Problem details: Each record that follows goes into your reply unchanged; the pictures do not.

*** Begin section ***

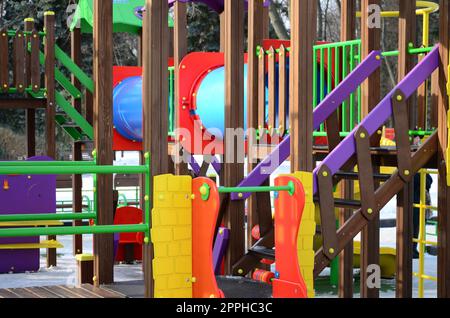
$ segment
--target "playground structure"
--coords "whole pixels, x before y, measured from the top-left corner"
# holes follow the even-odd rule
[[[127,251],[119,244],[114,252],[113,235],[106,234],[120,234],[134,244],[133,257],[142,258],[147,297],[225,297],[215,276],[224,260],[225,275],[260,279],[272,286],[273,297],[304,298],[314,296],[314,278],[333,261],[339,271],[339,296],[352,297],[357,254],[361,296],[374,298],[380,291],[367,286],[366,275],[369,265],[381,261],[379,212],[397,196],[396,295],[412,297],[417,276],[419,295],[423,296],[424,279],[431,278],[438,283],[438,296],[450,297],[447,1],[440,6],[417,1],[418,9],[416,1],[401,1],[398,12],[383,12],[383,18],[399,18],[399,49],[392,52],[381,52],[381,31],[367,24],[367,8],[379,4],[377,0],[361,0],[359,13],[355,1],[342,0],[339,43],[317,41],[315,1],[291,2],[291,41],[267,39],[269,1],[197,1],[221,14],[222,53],[189,54],[186,2],[80,0],[71,30],[71,56],[55,43],[52,12],[44,15],[43,31],[27,19],[23,31],[0,32],[0,106],[26,109],[28,158],[36,155],[35,111],[46,110],[48,157],[0,162],[0,198],[18,191],[15,187],[25,191],[24,185],[11,181],[14,178],[26,184],[35,177],[73,174],[73,212],[53,213],[53,203],[40,206],[31,199],[23,203],[33,208],[15,205],[14,210],[0,210],[0,255],[6,249],[8,259],[18,261],[24,250],[36,262],[39,248],[48,248],[47,263],[56,265],[56,235],[75,235],[74,253],[82,254],[82,235],[94,234],[94,257],[87,258],[94,264],[92,283],[109,285],[114,282],[112,255],[117,252],[123,260]],[[173,24],[167,19],[169,5],[174,7]],[[429,17],[438,10],[440,39],[431,46]],[[358,16],[361,39],[355,39]],[[416,16],[423,17],[420,45]],[[78,66],[81,33],[91,32],[93,79]],[[142,67],[113,68],[113,32],[140,36]],[[399,83],[380,98],[380,68],[387,58],[398,58]],[[395,135],[393,146],[387,147],[381,139],[391,119]],[[72,162],[50,160],[55,158],[55,125],[74,141]],[[227,141],[220,138],[225,128],[240,127],[257,131],[246,140],[246,177],[244,164],[237,157],[227,158]],[[176,128],[208,138],[189,139],[176,134]],[[422,141],[412,145],[411,137]],[[94,160],[81,161],[83,145],[92,142]],[[169,156],[176,142],[189,164],[174,164]],[[214,150],[205,153],[206,149]],[[113,151],[140,151],[142,164],[114,166]],[[199,164],[194,155],[204,155],[205,160]],[[206,177],[206,159],[211,157],[215,178]],[[291,174],[276,176],[271,185],[271,175],[286,160]],[[425,245],[430,244],[425,236],[424,175],[431,170],[439,174],[436,278],[426,275],[423,263]],[[419,205],[411,195],[417,173],[422,176]],[[82,174],[94,175],[88,211],[83,211]],[[142,176],[140,210],[116,211],[113,174]],[[54,188],[49,184],[41,191],[53,200]],[[412,270],[413,207],[421,214],[416,240],[419,273]],[[127,215],[132,213],[130,221]],[[91,225],[83,220],[91,220]],[[74,223],[62,226],[61,221]],[[224,230],[228,246],[221,238]],[[353,239],[360,232],[361,242],[354,248]],[[48,241],[39,243],[36,236],[44,235]],[[23,239],[30,237],[34,238]],[[25,270],[29,269],[18,269]]]

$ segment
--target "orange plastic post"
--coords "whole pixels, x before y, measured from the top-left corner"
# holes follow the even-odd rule
[[[287,191],[275,194],[275,266],[273,280],[274,298],[307,298],[306,283],[300,271],[297,237],[305,207],[305,190],[297,178],[281,176],[275,186],[293,182],[295,193]]]
[[[200,188],[209,189],[202,196]],[[223,298],[213,269],[214,230],[219,215],[219,191],[208,178],[192,181],[192,294],[194,298]],[[207,198],[206,198],[207,197]]]

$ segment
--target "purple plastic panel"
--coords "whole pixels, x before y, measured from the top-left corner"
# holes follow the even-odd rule
[[[439,46],[436,46],[314,170],[314,194],[317,192],[317,172],[321,166],[327,165],[333,175],[338,172],[356,152],[356,131],[363,126],[370,135],[374,134],[392,115],[391,98],[395,91],[400,90],[409,98],[438,66]]]
[[[30,161],[49,161],[34,157]],[[8,189],[5,189],[5,181]],[[56,213],[56,176],[0,176],[0,214]],[[39,237],[0,238],[0,244],[39,243]],[[39,270],[39,250],[0,250],[0,273]]]
[[[213,249],[213,265],[214,273],[220,275],[220,267],[222,265],[223,258],[228,247],[228,240],[230,239],[230,230],[221,227],[219,233],[217,233],[216,242],[214,243]]]
[[[381,66],[379,51],[373,51],[350,73],[327,97],[316,107],[313,114],[313,128],[317,130],[320,125],[353,93],[373,72]],[[291,153],[291,140],[288,136],[275,150],[264,159],[245,178],[238,187],[260,186],[278,167],[289,158]],[[250,193],[244,193],[240,198],[238,193],[231,195],[232,200],[245,200]]]
[[[176,2],[200,2],[200,3],[204,3],[207,6],[209,6],[211,9],[213,9],[214,11],[221,13],[224,10],[224,0],[169,0],[169,7],[173,6],[173,4]],[[245,6],[247,7],[248,5],[248,1],[245,1]],[[264,6],[268,7],[270,5],[270,0],[265,0],[264,1]]]

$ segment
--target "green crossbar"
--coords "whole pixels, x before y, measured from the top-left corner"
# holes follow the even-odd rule
[[[1,166],[0,175],[144,174],[147,166]]]
[[[26,221],[66,221],[96,219],[96,213],[40,213],[40,214],[4,214],[0,215],[1,222]]]
[[[69,103],[64,96],[55,92],[55,101],[59,107],[80,127],[80,129],[89,137],[90,140],[94,139],[94,128],[89,122]]]
[[[132,225],[94,225],[47,228],[8,228],[0,229],[0,237],[26,237],[49,235],[83,235],[83,234],[114,234],[114,233],[149,233],[147,224]],[[146,240],[147,241],[147,240]]]
[[[55,45],[55,57],[66,67],[91,93],[94,93],[94,81],[72,61],[72,59],[58,45]]]
[[[39,61],[42,65],[45,65],[45,54],[39,52]],[[58,68],[55,67],[55,79],[69,94],[76,99],[81,98],[81,92],[76,88],[71,80],[69,80]]]

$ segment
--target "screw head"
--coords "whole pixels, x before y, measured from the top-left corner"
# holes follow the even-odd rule
[[[144,158],[145,158],[145,159],[150,158],[150,153],[146,152],[146,153],[144,154]]]
[[[366,134],[365,134],[365,133],[360,133],[360,134],[359,134],[359,138],[361,138],[361,139],[366,138]]]
[[[334,248],[330,248],[330,249],[328,250],[328,252],[330,252],[330,254],[334,254]]]
[[[200,187],[200,194],[201,195],[208,194],[208,188],[206,188],[205,186]]]
[[[148,237],[145,237],[145,238],[144,238],[144,243],[145,243],[145,244],[150,243],[150,239],[149,239]]]
[[[144,197],[144,200],[145,200],[145,201],[148,201],[148,200],[150,200],[149,196],[148,196],[148,195],[146,195],[146,196]]]
[[[239,275],[244,274],[244,270],[243,270],[242,268],[239,268],[239,269],[238,269],[238,274],[239,274]]]
[[[397,95],[397,101],[401,102],[403,100],[403,96],[402,95]]]
[[[405,170],[404,174],[405,174],[405,176],[409,176],[409,174],[410,174],[409,170]]]
[[[326,172],[326,171],[322,172],[322,176],[328,177],[328,172]]]
[[[373,210],[372,209],[367,209],[367,213],[372,214]]]
[[[239,194],[238,194],[238,197],[239,197],[240,199],[242,199],[242,198],[244,197],[244,194],[243,194],[243,193],[239,193]]]
[[[375,56],[375,59],[376,59],[377,61],[381,60],[381,55]]]

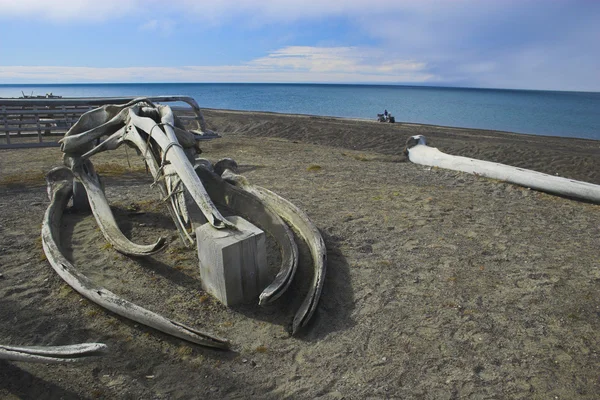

*** End section ***

Solved problem:
$ segment
--target "playground structure"
--coords "whole pixels, x before y, measured from the top-left corner"
# holes follow the even-odd rule
[[[127,251],[119,244],[114,252],[113,235],[106,234],[120,234],[134,244],[133,257],[142,258],[147,297],[225,297],[215,276],[224,260],[225,275],[260,279],[272,286],[273,297],[304,298],[314,296],[314,278],[333,261],[339,271],[339,296],[352,297],[357,254],[361,296],[374,298],[380,291],[367,286],[366,275],[369,265],[381,261],[379,212],[397,196],[396,295],[412,297],[417,276],[419,295],[423,296],[424,279],[431,278],[438,283],[438,296],[450,297],[447,1],[440,6],[417,1],[418,9],[416,1],[401,1],[398,12],[383,12],[383,18],[399,18],[399,49],[392,52],[381,52],[381,31],[367,24],[367,8],[379,4],[377,0],[361,0],[359,13],[355,1],[342,0],[339,43],[317,41],[315,1],[291,2],[291,41],[267,39],[269,1],[197,1],[221,14],[222,53],[189,54],[186,2],[80,0],[71,30],[71,56],[55,43],[52,12],[44,15],[43,31],[27,19],[23,31],[0,32],[0,106],[26,109],[28,158],[36,155],[35,111],[46,110],[48,157],[0,162],[0,198],[18,191],[15,187],[25,191],[24,185],[11,181],[14,178],[26,184],[35,177],[73,174],[73,212],[53,213],[53,203],[40,206],[31,199],[23,203],[33,208],[15,205],[14,210],[0,210],[0,255],[6,249],[8,259],[18,261],[24,250],[36,262],[39,248],[48,248],[47,263],[56,265],[56,235],[75,235],[74,253],[82,254],[82,235],[94,234],[94,257],[87,258],[94,264],[92,283],[109,285],[114,282],[112,255],[117,252],[123,260]],[[173,24],[167,19],[169,5],[174,7]],[[429,17],[438,10],[440,39],[431,46]],[[358,16],[361,39],[355,39]],[[416,16],[423,17],[420,45]],[[78,66],[81,33],[91,32],[93,79]],[[142,67],[113,68],[113,32],[140,36]],[[399,83],[380,98],[380,68],[387,58],[398,58]],[[395,135],[393,146],[387,147],[381,139],[391,119]],[[72,162],[50,160],[55,158],[55,125],[74,141]],[[227,141],[220,138],[225,128],[240,127],[257,131],[246,140],[246,177],[244,164],[237,157],[227,158]],[[176,128],[208,138],[189,139],[176,134]],[[422,141],[412,145],[411,137]],[[94,160],[81,161],[83,145],[92,142]],[[169,156],[176,142],[189,164],[174,164]],[[214,150],[205,153],[206,149]],[[113,151],[140,151],[142,164],[114,166]],[[199,164],[194,155],[204,155],[205,160]],[[206,177],[206,159],[211,157],[215,178]],[[291,174],[276,176],[271,185],[271,175],[286,160]],[[425,245],[430,244],[425,236],[424,175],[431,170],[439,174],[436,278],[426,275],[423,263]],[[419,205],[411,195],[417,173],[422,176]],[[82,174],[94,175],[88,211],[83,211]],[[142,176],[140,210],[116,211],[113,174]],[[54,188],[49,184],[41,191],[53,200]],[[412,270],[413,207],[421,214],[416,240],[419,273]],[[127,215],[132,213],[130,221]],[[91,225],[83,220],[91,220]],[[74,223],[62,226],[61,221]],[[224,230],[228,246],[221,238]],[[353,239],[360,232],[361,242],[354,248]],[[48,241],[39,243],[36,236],[44,235]],[[23,239],[30,237],[34,238]],[[25,270],[29,269],[18,269]]]

$ segment
--target "orange plastic post"
--coords "whole pixels, x before y, measured from the top-left corner"
# holes follow the even-odd rule
[[[287,191],[275,194],[275,266],[273,280],[274,298],[307,298],[306,283],[300,271],[297,237],[305,207],[305,190],[297,178],[281,176],[275,186],[293,182],[295,193]]]
[[[200,188],[209,189],[202,196]],[[223,298],[213,269],[214,230],[219,215],[219,191],[208,178],[192,181],[192,294],[194,298]],[[207,198],[206,198],[207,197]]]

$ segment
--target "purple plastic panel"
--coords "whole pixels, x before y, measured from the top-left corner"
# holes follow the even-odd rule
[[[439,46],[436,46],[314,170],[314,194],[317,192],[317,172],[321,166],[327,165],[333,175],[338,172],[356,152],[356,131],[363,126],[370,135],[374,134],[392,115],[391,98],[395,91],[400,90],[409,98],[438,66]]]
[[[30,161],[49,161],[34,157]],[[8,189],[5,189],[5,181]],[[56,213],[56,176],[0,176],[0,214]],[[39,237],[0,238],[0,244],[39,243]],[[39,270],[39,250],[0,250],[0,273]]]
[[[213,249],[213,265],[214,273],[220,275],[220,267],[222,265],[223,258],[228,247],[228,240],[230,239],[230,230],[221,227],[219,233],[217,233],[216,242],[214,243]]]
[[[381,66],[379,51],[373,51],[350,73],[327,97],[316,107],[313,114],[313,128],[317,130],[320,125],[353,93],[373,72]],[[291,153],[291,140],[288,136],[275,150],[264,159],[245,178],[238,187],[260,186],[278,167],[289,158]],[[250,193],[244,193],[240,198],[238,193],[231,195],[232,200],[245,200]]]
[[[176,2],[200,2],[200,3],[204,3],[207,6],[209,6],[211,9],[213,9],[214,11],[221,13],[224,10],[224,0],[169,0],[169,7],[173,6],[173,4]],[[245,6],[247,7],[248,5],[248,1],[245,1]],[[264,6],[268,7],[270,5],[270,0],[265,0],[264,1]]]

$ segment
--target "green crossbar"
--coords "whole pixels, x before y, measured from the top-left corner"
# holes follow the even-odd rule
[[[1,166],[0,175],[144,174],[147,166]]]
[[[26,221],[66,221],[96,219],[96,213],[40,213],[40,214],[4,214],[0,215],[1,222]]]
[[[69,103],[64,96],[55,92],[55,101],[59,107],[80,127],[80,129],[89,137],[90,140],[94,139],[94,128],[89,122]]]
[[[132,225],[94,225],[47,228],[8,228],[0,229],[0,237],[26,237],[49,235],[83,235],[83,234],[114,234],[114,233],[149,233],[147,224]],[[146,240],[147,241],[147,240]]]
[[[55,45],[55,57],[66,67],[91,93],[94,93],[94,81],[72,61],[72,59],[58,45]]]
[[[39,61],[42,65],[45,65],[45,54],[39,52]],[[58,68],[55,67],[55,79],[69,94],[76,99],[81,98],[81,92],[76,88],[71,80],[69,80]]]

$ segment
--target "screw head"
--coords "whole pixels, x before y, measured from the top-left corner"
# holes follow the even-odd rule
[[[144,158],[145,158],[145,159],[150,158],[150,153],[146,152],[146,153],[144,154]]]
[[[366,134],[365,134],[365,133],[360,133],[360,134],[359,134],[359,138],[361,138],[361,139],[366,138]]]
[[[334,248],[330,248],[330,249],[328,250],[328,252],[330,252],[330,254],[334,254]]]
[[[200,187],[200,194],[201,195],[208,194],[208,188],[206,188],[205,186]]]
[[[148,237],[145,237],[145,238],[144,238],[144,243],[145,243],[145,244],[150,243],[150,239],[149,239]]]
[[[144,197],[144,200],[145,200],[145,201],[148,201],[148,200],[150,200],[149,196],[148,196],[148,195],[146,195],[146,196]]]
[[[239,275],[244,274],[244,270],[243,270],[242,268],[239,268],[239,269],[238,269],[238,274],[239,274]]]
[[[397,95],[397,101],[401,102],[403,100],[403,96],[402,95]]]
[[[405,170],[404,174],[405,174],[405,176],[409,176],[409,174],[410,174],[409,170]]]
[[[326,172],[326,171],[322,172],[322,176],[328,177],[328,172]]]
[[[373,210],[372,209],[367,209],[367,213],[372,214]]]
[[[239,194],[238,194],[238,197],[239,197],[240,199],[242,199],[242,198],[244,197],[244,194],[243,194],[243,193],[239,193]]]
[[[375,56],[375,59],[376,59],[377,61],[381,60],[381,55]]]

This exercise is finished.